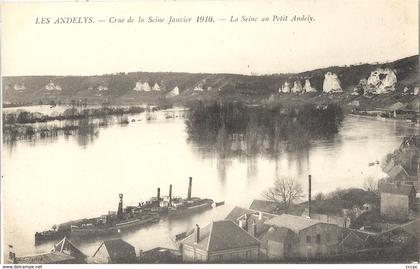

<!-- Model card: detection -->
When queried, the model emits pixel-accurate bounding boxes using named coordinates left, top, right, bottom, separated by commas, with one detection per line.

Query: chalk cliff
left=322, top=72, right=343, bottom=93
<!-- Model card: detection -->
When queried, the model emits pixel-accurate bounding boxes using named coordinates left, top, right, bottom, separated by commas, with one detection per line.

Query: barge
left=35, top=177, right=214, bottom=245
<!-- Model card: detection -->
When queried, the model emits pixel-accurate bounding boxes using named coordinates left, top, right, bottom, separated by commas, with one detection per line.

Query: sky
left=1, top=0, right=419, bottom=76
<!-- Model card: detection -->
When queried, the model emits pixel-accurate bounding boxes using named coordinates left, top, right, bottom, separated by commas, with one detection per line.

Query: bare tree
left=263, top=177, right=303, bottom=213
left=363, top=177, right=378, bottom=193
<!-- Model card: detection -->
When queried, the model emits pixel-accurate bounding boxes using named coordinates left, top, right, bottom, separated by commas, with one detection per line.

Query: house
left=92, top=239, right=136, bottom=263
left=379, top=182, right=416, bottom=220
left=265, top=214, right=344, bottom=258
left=337, top=230, right=366, bottom=253
left=138, top=247, right=182, bottom=263
left=52, top=237, right=87, bottom=263
left=181, top=220, right=260, bottom=263
left=260, top=226, right=298, bottom=259
left=8, top=237, right=87, bottom=264
left=387, top=165, right=410, bottom=182
left=249, top=199, right=307, bottom=216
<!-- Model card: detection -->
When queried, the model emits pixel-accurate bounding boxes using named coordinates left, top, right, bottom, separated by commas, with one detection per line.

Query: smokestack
left=249, top=220, right=257, bottom=237
left=187, top=177, right=192, bottom=200
left=169, top=184, right=172, bottom=206
left=195, top=224, right=200, bottom=243
left=156, top=188, right=160, bottom=206
left=117, top=193, right=123, bottom=220
left=308, top=175, right=312, bottom=218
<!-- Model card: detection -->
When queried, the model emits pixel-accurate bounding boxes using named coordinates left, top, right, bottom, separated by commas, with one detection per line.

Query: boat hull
left=71, top=217, right=159, bottom=237
left=168, top=200, right=213, bottom=216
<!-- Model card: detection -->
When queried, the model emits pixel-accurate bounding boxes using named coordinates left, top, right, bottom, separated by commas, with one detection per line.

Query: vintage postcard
left=1, top=0, right=420, bottom=268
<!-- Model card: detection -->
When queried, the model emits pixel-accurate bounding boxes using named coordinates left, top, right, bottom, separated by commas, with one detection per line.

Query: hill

## The task
Format every line of the entries above as a numbered list, omitting blank lines and excluding the pictures.

## Output below
1. <!-- Model card: detection -->
2. When queried, the model emits pixel-accurate bounding boxes using named coordinates left, top, right, bottom, separated by commas, with one detection per line.
3. Query: chalk cliff
4. left=322, top=72, right=343, bottom=93
5. <!-- Model card: detection -->
6. When queried, the model emits pixel-accurate bounding boxes using named coordinates left, top, right, bottom, separated by commas, with one detection per line.
7. Query: barge
8. left=35, top=177, right=214, bottom=245
9. <!-- Model card: detection -->
10. When queried, the model emits pixel-accurate bounding boxes using named coordinates left, top, right, bottom, separated by commas, with one detection per line.
11. Query: sky
12. left=1, top=0, right=419, bottom=76
13. <!-- Model card: detection -->
14. When queried, the model emits pixel-accurate bounding boxes using named coordinates left, top, right, bottom, separated by commas, with one detection per line.
15. Query: bare tree
16. left=263, top=177, right=303, bottom=213
17. left=363, top=177, right=378, bottom=193
18. <!-- Model card: detection -->
19. When queried, the model emits pixel-accurate bounding boxes using named coordinates left, top, right, bottom, separated by commas, with one detection per line.
20. Query: house
21. left=92, top=239, right=136, bottom=263
22. left=379, top=182, right=416, bottom=220
23. left=265, top=214, right=344, bottom=258
24. left=337, top=230, right=366, bottom=253
25. left=138, top=247, right=182, bottom=263
26. left=52, top=237, right=87, bottom=263
27. left=181, top=220, right=260, bottom=263
28. left=260, top=226, right=298, bottom=259
29. left=8, top=237, right=87, bottom=264
30. left=387, top=165, right=410, bottom=182
31. left=249, top=199, right=307, bottom=216
32. <!-- Model card: detection -->
33. When queried, the model emits pixel-accurate bounding boxes using named coordinates left, top, right, bottom, separated by commas, with one detection per line.
34. Query: smokestack
35. left=249, top=220, right=257, bottom=237
36. left=187, top=177, right=192, bottom=200
37. left=169, top=184, right=172, bottom=206
38. left=195, top=224, right=200, bottom=243
39. left=156, top=188, right=160, bottom=206
40. left=117, top=193, right=123, bottom=220
41. left=308, top=175, right=312, bottom=218
42. <!-- Model card: detection -->
43. When queried, the model emits pixel-accurate bounding boxes using named coordinates left, top, right, bottom, separated by commas, with one detection per line.
44. Query: boat hull
45. left=71, top=217, right=159, bottom=237
46. left=168, top=200, right=213, bottom=216
47. <!-- Model card: detection -->
48. When queried, the model emits pixel-accurate bounding boxes using named coordinates left, top, right, bottom, separated by commas, with one detection per line.
49. Query: vintage postcard
50. left=1, top=0, right=420, bottom=268
51. <!-- Model card: detection -->
52. When queried, the model emits pixel-accurate bounding boxes using named coordinates left, top, right, bottom, separated by commas, with one detection per line.
53. Query: hill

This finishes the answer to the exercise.